··· RECORDS PROVIDED ···
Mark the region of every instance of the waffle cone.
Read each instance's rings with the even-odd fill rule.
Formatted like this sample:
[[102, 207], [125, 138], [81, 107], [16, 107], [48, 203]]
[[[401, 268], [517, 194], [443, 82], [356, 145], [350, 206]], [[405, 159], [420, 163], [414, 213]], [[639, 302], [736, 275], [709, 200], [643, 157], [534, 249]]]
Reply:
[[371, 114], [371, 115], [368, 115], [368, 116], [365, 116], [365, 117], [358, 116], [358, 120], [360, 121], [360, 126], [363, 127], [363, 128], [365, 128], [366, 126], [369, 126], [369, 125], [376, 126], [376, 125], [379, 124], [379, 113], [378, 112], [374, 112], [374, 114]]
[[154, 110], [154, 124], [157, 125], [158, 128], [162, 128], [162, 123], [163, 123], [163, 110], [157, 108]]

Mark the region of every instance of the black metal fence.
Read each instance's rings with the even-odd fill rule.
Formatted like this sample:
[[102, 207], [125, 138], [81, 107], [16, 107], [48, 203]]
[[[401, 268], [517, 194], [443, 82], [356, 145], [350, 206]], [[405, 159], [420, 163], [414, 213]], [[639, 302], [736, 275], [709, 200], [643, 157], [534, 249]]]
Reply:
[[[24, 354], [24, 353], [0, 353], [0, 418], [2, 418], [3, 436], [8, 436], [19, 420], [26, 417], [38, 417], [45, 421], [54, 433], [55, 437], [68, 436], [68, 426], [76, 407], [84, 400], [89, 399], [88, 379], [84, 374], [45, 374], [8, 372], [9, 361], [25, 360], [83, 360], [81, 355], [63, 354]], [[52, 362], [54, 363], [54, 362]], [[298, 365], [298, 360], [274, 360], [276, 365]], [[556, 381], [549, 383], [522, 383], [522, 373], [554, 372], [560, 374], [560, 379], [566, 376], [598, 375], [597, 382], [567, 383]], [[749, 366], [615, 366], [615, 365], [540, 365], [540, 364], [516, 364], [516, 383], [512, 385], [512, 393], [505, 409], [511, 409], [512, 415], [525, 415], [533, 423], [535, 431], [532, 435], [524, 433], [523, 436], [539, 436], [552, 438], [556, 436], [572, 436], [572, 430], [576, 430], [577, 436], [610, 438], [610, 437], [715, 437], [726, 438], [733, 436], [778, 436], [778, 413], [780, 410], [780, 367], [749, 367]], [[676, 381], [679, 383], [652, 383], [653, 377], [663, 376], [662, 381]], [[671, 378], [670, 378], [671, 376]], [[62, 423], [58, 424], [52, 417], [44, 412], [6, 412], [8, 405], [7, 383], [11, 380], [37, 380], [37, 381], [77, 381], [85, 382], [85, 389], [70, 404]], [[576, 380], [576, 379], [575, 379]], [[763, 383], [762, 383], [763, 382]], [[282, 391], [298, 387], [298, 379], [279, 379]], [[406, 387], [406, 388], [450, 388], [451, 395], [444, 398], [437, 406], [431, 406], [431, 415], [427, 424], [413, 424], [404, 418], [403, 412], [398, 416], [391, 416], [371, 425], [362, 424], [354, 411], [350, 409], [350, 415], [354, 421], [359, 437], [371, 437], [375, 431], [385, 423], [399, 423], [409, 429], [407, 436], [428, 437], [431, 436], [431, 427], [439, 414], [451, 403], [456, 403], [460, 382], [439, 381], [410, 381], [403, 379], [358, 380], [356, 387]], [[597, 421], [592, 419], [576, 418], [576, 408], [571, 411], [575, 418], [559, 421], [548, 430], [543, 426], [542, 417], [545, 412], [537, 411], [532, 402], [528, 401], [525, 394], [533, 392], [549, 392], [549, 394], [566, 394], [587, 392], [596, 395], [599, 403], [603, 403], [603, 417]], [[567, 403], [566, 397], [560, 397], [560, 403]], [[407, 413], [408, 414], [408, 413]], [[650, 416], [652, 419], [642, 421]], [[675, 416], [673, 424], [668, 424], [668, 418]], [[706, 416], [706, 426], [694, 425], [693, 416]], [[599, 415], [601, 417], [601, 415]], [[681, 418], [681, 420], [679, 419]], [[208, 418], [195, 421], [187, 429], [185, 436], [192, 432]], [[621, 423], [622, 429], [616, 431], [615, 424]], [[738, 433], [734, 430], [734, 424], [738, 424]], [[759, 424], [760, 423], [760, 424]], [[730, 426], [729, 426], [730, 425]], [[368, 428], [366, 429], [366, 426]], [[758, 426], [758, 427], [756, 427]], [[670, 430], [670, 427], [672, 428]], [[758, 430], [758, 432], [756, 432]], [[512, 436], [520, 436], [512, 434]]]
···
··· RECORDS PROVIDED ···
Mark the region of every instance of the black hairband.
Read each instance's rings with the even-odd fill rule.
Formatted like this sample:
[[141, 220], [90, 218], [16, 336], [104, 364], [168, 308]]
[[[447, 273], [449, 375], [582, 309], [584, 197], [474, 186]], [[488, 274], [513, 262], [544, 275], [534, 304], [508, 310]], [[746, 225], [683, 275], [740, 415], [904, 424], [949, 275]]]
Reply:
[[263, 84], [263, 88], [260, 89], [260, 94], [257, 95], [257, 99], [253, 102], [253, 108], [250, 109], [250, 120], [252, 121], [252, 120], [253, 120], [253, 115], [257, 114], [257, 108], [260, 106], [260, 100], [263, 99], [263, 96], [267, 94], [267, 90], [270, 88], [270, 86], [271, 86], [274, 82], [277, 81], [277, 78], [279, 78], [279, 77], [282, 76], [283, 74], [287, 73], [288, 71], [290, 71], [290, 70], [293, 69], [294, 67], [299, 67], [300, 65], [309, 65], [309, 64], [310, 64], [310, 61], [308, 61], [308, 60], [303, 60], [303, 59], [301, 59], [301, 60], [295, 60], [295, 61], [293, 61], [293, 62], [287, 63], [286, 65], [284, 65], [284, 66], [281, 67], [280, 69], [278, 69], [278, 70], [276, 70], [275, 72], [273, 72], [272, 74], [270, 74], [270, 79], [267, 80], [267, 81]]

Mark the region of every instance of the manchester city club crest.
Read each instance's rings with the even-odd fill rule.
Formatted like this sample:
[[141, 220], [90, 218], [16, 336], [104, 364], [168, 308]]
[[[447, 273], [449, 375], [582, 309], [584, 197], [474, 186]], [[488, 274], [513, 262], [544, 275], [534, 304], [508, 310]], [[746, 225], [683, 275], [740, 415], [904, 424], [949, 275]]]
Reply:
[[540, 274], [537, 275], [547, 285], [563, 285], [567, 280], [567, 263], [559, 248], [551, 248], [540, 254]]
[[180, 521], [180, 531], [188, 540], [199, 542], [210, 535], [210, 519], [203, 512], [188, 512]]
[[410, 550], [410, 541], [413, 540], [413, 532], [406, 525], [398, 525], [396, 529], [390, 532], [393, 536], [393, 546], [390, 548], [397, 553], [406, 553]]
···
- DESCRIPTION OF THE TASK
Copy every line of the material above in which the string "Mark" can be found.

- RESULT OF THIS EXERCISE
Mark the region of every instance of the waffle cone.
Mark the region of every instance of the black metal fence.
Mark the region of every instance of the black hairband.
Mark the region of every instance of the manchester city club crest.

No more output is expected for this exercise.